[Stored items from a collection]
══════
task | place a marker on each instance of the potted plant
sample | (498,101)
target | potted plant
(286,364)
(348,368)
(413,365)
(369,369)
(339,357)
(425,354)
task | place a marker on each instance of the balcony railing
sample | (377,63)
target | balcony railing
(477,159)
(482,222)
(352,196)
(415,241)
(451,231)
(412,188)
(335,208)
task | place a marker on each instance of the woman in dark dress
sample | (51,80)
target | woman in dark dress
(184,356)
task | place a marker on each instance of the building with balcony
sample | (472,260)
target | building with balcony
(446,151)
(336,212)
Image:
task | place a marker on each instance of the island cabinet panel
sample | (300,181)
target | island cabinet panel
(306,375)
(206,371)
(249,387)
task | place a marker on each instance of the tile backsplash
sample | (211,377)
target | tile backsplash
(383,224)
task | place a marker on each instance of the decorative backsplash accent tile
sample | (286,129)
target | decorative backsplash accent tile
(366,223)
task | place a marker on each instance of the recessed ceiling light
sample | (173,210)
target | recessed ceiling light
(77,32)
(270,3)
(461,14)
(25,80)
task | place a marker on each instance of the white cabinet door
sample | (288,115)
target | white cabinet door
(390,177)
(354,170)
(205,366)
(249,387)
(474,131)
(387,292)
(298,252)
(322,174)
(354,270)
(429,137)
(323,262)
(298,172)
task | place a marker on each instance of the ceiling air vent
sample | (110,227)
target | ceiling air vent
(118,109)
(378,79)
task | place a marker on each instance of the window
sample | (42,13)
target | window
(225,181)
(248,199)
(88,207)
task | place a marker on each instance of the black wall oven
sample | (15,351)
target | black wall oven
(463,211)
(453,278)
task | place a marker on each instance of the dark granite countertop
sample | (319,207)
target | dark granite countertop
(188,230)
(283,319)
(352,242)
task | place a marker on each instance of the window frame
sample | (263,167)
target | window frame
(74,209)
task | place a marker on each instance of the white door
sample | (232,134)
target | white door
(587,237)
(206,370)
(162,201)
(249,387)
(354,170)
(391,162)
══════
(The problem) Emit the records above again, exactly, with no line skipped.

(Exercise response)
task | place a marker on each instance of the potted plant
sample | (498,101)
target | potted plant
(286,364)
(348,368)
(413,365)
(369,369)
(339,357)
(425,354)
task | place a marker on each instance of the balcony railing
sample | (377,63)
target | balcony railing
(477,159)
(482,222)
(352,196)
(415,241)
(451,231)
(412,188)
(335,208)
task | place a marker on each instance of the woman in dark dress
sample | (51,80)
target | woman in dark dress
(184,356)
task | place a marker on each instance of the building with balcony
sample | (472,260)
target | building with balcony
(446,151)
(336,212)
Image:
task | place a marker on each instance of the island cabinet panel
sample | (300,181)
target | island cabinet panel
(306,375)
(206,371)
(249,387)
task | place a marker on each instance of the tile backsplash
sample | (211,377)
target | tile backsplash
(383,224)
task | place a marker on each instance of the decorative backsplash accent tile
sample | (286,129)
target | decorative backsplash accent tile
(366,223)
task | place a marker on each instance of the recessed ceiling light
sample | (173,210)
target | recessed ceiling light
(77,32)
(270,3)
(461,14)
(25,80)
task | place a marker on each instance of the white cabinet door
sample | (288,115)
target | white cabinet door
(390,177)
(354,170)
(205,366)
(249,387)
(474,131)
(387,292)
(298,252)
(322,174)
(354,270)
(429,137)
(323,262)
(298,172)
task | place a marker on each instance of the ceiling air vent
sample | (110,227)
target | ceiling air vent
(118,109)
(378,79)
task | place a marker on each instance of the window
sample | (42,13)
target | window
(225,181)
(248,199)
(88,207)
task | place a marker on each instance of the black wall oven
sample | (15,351)
target | black wall oven
(463,211)
(453,278)
task | place a marker on each instance of the dark granite countertop
sample | (319,207)
target | dark granite countertop
(188,230)
(283,319)
(352,242)
task | place a marker on each instance of the window frame
sample | (263,167)
target | window frame
(74,209)
task | place a marker on each instance of the white door
sample | (232,134)
target | white door
(587,237)
(206,370)
(162,201)
(249,387)
(354,170)
(391,162)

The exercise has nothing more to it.